(Entries from a pointing dataset)

[START]

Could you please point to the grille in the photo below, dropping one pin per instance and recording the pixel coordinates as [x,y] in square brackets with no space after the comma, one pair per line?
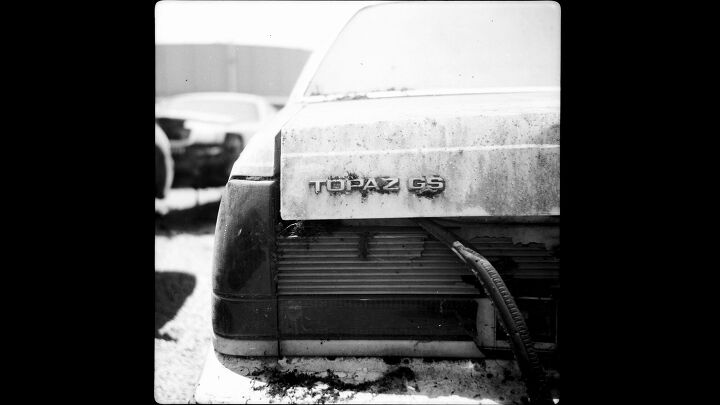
[397,262]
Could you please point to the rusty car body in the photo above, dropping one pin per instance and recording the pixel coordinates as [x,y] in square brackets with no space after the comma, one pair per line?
[442,111]
[208,131]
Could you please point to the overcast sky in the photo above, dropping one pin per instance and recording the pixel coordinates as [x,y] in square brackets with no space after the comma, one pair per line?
[295,24]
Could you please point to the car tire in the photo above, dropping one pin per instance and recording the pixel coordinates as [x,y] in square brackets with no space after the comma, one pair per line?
[163,172]
[233,145]
[513,322]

[END]

DESCRIPTION OF THE TASK:
Pull out every line of the material above and reproduce it word for word, leaving out the picture.

COMPLETED EXERCISE:
Could you please point to the grille in the photo below, dropping one pin per instance and recording the pixel coordinates as [x,y] in square brackets with no space after the comma, one pair per line?
[397,262]
Could you please point to the rusty car body in the photo above, dropping one pin per instance and recording the pixel coordinates as [x,y] in square brackets with no space after the comma, one pair per line?
[442,111]
[208,131]
Could you please point to the overcast sky in the photo above, dropping one pin per instance and recording the pixel coordinates as [x,y] in square brackets with no space after the comma, one pair per line?
[295,24]
Could you please point to the car tire in the photo above, dropping one pin per instance and recording the pixel coordinates as [x,y] in square brackets with no space after the comma, one pair per line?
[163,172]
[233,145]
[513,322]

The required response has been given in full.